Work item: Write out the records from the line containing "</instance>" through the line containing "box: [45, 80, 86, 111]", both lines included. Reproduce only that stretch.

Provided data:
★ ★ ★ ★ ★ ★ ★
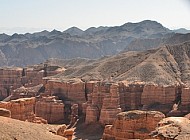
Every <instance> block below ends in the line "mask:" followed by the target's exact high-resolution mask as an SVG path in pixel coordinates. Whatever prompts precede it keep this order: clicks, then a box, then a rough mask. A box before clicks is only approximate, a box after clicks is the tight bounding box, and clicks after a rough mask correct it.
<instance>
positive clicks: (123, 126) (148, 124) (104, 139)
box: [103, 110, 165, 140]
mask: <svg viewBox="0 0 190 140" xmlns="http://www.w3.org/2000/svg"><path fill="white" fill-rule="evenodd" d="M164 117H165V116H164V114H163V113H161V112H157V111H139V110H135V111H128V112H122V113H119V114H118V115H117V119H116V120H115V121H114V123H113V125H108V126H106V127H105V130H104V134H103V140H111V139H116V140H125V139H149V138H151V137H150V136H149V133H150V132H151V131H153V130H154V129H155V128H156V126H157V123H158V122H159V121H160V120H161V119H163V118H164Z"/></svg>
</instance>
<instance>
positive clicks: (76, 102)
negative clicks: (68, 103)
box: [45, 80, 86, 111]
★ ★ ★ ★ ★ ★ ★
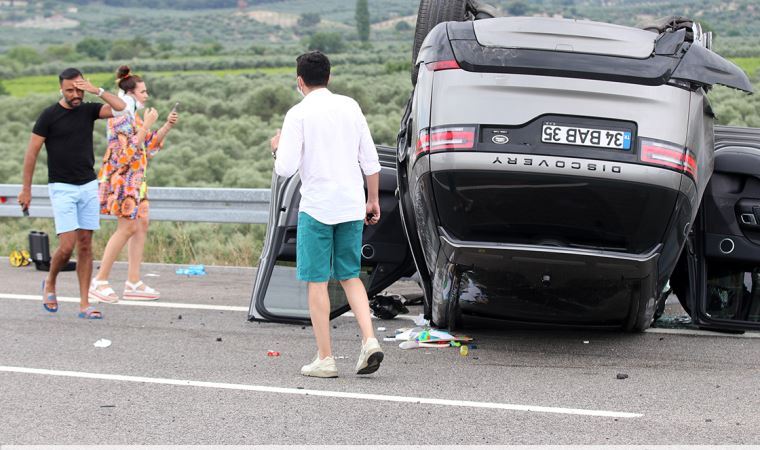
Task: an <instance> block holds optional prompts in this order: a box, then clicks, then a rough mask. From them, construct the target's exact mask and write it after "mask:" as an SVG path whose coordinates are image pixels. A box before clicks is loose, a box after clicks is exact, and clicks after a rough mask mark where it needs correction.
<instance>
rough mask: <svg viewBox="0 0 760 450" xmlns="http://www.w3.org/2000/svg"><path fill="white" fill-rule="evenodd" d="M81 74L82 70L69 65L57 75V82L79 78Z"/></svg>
★ ★ ★ ★ ★ ★ ★
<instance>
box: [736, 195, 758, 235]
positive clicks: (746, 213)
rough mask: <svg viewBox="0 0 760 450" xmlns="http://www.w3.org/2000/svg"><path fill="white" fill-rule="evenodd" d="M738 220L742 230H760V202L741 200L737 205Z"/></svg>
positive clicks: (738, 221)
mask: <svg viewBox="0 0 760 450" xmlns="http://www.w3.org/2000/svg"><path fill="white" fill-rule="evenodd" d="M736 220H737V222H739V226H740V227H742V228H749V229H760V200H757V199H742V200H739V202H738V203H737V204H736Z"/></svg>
★ ★ ★ ★ ★ ★ ★
Reply to the task:
</instance>
<instance>
positive clicks: (76, 102)
negative clicks: (68, 103)
box: [45, 80, 86, 111]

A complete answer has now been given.